Activity
The data beneath this task has to be reprinted character for character.

Data for the task

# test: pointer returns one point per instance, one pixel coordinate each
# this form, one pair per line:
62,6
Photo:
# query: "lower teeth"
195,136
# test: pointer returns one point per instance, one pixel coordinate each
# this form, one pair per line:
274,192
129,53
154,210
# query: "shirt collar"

Exercise response
# test: pointer returns one point per instance, one pixel coordinate each
# this form, one pair per line:
62,6
Photo:
# query: "lower teeth"
195,136
# test: pointer returns one point per instance, one pixel coordinate each
# this form, one pair per line:
274,192
129,53
154,210
# query: "shirt collar"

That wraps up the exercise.